Il faut s’interroger sur cette absence de consécration constitutionnelle française : signifierait-elle que notre droit n’accorde pas d’importance à la dignité ? La réponse est clairement négative ; elle est le fruit d’une décision du Conseil constitutionnel.

En outre, la décision du 27 juillet 1994 sur la loi bioéthique ne pouvait être plus limpide : « la sauvegarde de la dignité de la personne humaine contre toute forme d’asservissement et de dégradation est un principe à valeur constitutionnelle » (considérant n°2). Le Conseil a consacré ce PVC à partir du préambule de la Constitution de 1946. La loi bioéthique a introduit, dans le Code civil, l’article 16, donnant au législateur le crédit pour prohiber « toute atteinte à la dignité ».

2. Quelle approche de la dignité ?

Tout d’abord, la dignité est considérée comme un attribut de la personne humaine. En cela, elle fait ressurgir des considérations jus naturalistes. L’écriture juridique de la dignité le fait apparaître : la Charte des droits fondamentaux traite de la « dignité humaine » ; le protocole 13 de la Convention européenne de « la dignité inhérente à tous les êtres humains », l’article premier de la Loi fondamentale allemande de « la dignité de l’être humain ». Avec une telle conception, le champ de la dignité est précisé. Il est lié à la définition que l’on retient de la personne humaine et aux contours que le droit lui dessine. Par exemple, le fœtus n’étant pas une personne humaine, une atteinte à sa dignité ne peut être invoquée (CEDH 8 juillet 2004, Vo c/France) ; la dignité d’une personne morte doit être préservée (CE 2 juillet 1993, Milhaud), etc.

Dans ces conditions, il apparaît bien, conformément à la thèse du professeur Fabre-Magnan, que la dignité est un axiome.

Ensuite, deux acceptions de la dignité humaine peuvent être dégagées. La dignité «  subjective », proche de la liberté, de l’autodétermination, s’opposerait à la dignité « objective », caractérisant la nature humaine. Selon l’approche adoptée, les répercussions juridiques diffèrent. Cela transparaît tout particulièrement dans la question de l’euthanasie. Dans l’arrêt Pretty c/Royaume-Uni (CEDH 29 avril 2002), la requérante invoquait notamment l’article 8 de la Convention, posant le droit au respect de la vie privée et familiale. Adoptant une interprétation extensive de cet article, elle estimait qu’il comprenait aussi le droit de choisir sa fin de vie. Si, parfaitement conscience des conséquences de son choix, elle estimait que c’était pour elle le seul moyen de préserver sa dignité, alors aucune autorité ne pourrait valablement le lui interdire. Bien que la Cour ait conclu à l’absence de violation de la Convention, cet arrêt montre que la dignité peut être brandie par les défenseurs de l’euthanasie. Mais les opposants aussi invoquent la dignité pour appuyer leurs idées, car l’euthanasie reviendrait à estimer que certaines vies ne valent plus la peine d’être vécues… La dualité de la dignité se fait nette. Elle est une notion à manipuler avec précaution.

◆ ◆ ◆ ◆ ◆ ◆ ◆

▶ _Consigne écrite A_:
Relevez toutes les décisions datées que cite le passage sur la dignité humaine, avec pour chacune la juridiction et la date.
▶ _Consigne écrite B_:
Reprenez le passage sur la dignité humaine après sa dernière phrase et rédigez-en la suite.

◆ ◆ ◆ ◆ ◆ ◆ ◆

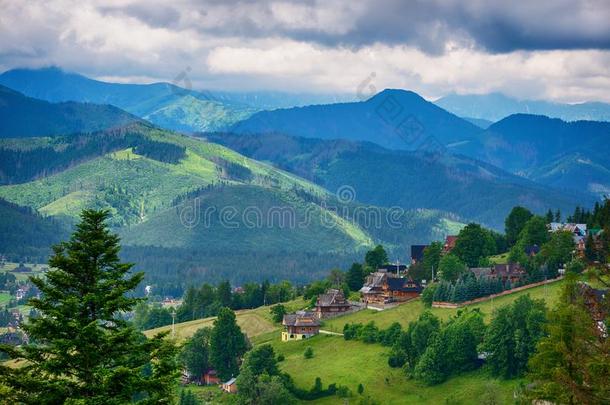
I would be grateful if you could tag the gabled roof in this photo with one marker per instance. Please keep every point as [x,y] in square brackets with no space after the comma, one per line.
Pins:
[417,252]
[301,318]
[403,284]
[331,298]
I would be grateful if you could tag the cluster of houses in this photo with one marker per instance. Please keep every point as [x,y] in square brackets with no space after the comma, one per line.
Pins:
[579,232]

◆ ◆ ◆ ◆ ◆ ◆ ◆

▶ _Réponse attendue A_:
- Conseil constitutionnel, 27 juillet 1994 (décision sur la loi bioéthique)
- CEDH, 8 juillet 2004, Vo c/France
- CE, 2 juillet 1993, Milhaud
- CEDH, 29 avril 2002, Pretty c/Royaume-Uni

▶ _Réponse attendue B_:
3. Une judiciarisation accrue :

En vertu de son intimité avec l’être humain, on peut être séduit par l’idée que la dignité est (ou devrait être ?) une notion absolue – le professeur Mathieu[2] parle d’un « socle sur lequel est construite la philosophie des droits de l’homme »- rebelle à toute conciliation avec d’autres droits et libertés.  Elle constituerait alors systématiquement une limite à la liberté individuelle. Dans cette logique, il y aurait une hiérarchie entre les droits et libertés, au sommet de laquelle trônerait la dignité.

Cette approche est concurrencée par une autre vision, adoptée par le droit français.

En droit, les notions se défient, s’opposent et s’entrechoquent. Leur conciliation est non seulement inévitable, mais encore souhaitable.  Si elle emporte nécessairement une forme d’altération des notions, elle contribue au moins à tracer leurs sinueux contours[3].

Concrètement, la dignité est invoquée dans des domaines juridiques très hétérogènes. Sa présence dans le droit est très fragmentée. Bien souvent, elle est opposée à d’autres droits ou libertés. Ainsi, dans la décision du Conseil constitutionnel du 27 juin 2001, elle fut heurtée par la liberté d’avoir recours à une IVG (rattachée à l’article 2 de la Déclaration de 1789). Le Conseil a estimé qu’il n’y avait pas d’atteinte à la dignité dans l’exercice de cette liberté.  La dignité peut prendre la forme d’une atteinte à la liberté. En cela, son usage peut paraître contestable – on se souvient du fameux « lancer de nains » … La dignité de la personne humaine serait-elle devenue « le nouvel habillage de toutes les censures »[4] ?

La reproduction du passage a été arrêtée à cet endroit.